(Referring expression pointing data)

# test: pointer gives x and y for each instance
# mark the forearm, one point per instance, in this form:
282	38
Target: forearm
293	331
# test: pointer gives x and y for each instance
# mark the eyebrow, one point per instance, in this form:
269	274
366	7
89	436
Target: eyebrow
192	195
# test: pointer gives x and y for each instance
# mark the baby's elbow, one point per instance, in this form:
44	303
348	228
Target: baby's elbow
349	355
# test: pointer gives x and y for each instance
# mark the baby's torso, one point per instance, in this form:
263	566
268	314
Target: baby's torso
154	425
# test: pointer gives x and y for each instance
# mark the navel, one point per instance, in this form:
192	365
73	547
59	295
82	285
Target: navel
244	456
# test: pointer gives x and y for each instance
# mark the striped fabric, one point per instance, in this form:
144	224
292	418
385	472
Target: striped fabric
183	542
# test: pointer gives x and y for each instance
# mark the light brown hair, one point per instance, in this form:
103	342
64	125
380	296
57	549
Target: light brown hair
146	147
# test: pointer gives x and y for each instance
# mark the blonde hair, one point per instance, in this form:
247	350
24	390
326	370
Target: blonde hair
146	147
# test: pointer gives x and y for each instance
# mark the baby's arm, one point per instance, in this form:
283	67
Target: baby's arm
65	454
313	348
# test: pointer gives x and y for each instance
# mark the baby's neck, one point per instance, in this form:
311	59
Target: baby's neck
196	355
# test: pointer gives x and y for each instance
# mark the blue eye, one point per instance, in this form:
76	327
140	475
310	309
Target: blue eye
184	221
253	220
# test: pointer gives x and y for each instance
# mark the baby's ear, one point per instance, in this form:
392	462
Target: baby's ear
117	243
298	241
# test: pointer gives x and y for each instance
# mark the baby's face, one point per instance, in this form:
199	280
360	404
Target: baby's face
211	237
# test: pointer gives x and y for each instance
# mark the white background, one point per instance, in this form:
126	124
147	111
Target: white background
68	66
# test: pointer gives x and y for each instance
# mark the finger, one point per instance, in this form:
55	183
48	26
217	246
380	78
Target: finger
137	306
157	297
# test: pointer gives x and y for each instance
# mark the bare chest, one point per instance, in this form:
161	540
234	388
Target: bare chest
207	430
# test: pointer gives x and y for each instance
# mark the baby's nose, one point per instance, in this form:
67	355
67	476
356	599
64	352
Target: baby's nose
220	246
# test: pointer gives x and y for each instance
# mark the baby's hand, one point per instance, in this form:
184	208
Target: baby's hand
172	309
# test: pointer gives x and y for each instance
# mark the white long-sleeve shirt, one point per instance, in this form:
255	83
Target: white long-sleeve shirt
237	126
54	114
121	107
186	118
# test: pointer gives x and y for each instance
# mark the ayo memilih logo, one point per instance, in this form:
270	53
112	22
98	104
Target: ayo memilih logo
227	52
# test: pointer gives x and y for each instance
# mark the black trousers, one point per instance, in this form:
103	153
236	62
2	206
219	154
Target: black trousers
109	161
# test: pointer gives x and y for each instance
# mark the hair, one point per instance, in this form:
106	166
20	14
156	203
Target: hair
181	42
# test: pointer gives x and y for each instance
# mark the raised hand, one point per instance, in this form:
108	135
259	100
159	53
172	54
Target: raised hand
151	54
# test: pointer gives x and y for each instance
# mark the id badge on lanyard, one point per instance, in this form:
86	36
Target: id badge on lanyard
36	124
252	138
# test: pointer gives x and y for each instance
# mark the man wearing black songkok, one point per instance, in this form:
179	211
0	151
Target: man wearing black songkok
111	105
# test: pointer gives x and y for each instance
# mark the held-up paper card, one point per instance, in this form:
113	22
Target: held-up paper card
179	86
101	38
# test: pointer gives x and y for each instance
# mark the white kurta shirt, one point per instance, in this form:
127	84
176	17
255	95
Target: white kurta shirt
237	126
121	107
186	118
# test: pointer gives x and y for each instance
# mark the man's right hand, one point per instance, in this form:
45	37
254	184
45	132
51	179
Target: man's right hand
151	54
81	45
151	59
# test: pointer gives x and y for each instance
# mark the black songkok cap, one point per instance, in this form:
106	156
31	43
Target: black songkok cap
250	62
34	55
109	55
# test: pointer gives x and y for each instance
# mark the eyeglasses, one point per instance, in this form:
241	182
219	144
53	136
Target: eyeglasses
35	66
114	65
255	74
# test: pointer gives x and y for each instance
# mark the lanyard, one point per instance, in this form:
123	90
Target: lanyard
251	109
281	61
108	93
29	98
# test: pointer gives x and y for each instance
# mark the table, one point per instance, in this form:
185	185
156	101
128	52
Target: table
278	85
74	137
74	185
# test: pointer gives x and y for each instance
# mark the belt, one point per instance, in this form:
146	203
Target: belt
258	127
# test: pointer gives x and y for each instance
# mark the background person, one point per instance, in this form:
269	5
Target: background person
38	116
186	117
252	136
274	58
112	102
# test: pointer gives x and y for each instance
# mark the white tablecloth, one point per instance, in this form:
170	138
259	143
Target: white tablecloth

[TO DO] In the entries above, how many lines hold the word "tablecloth"? State the number and nothing else.

[TASK RESPONSE] 2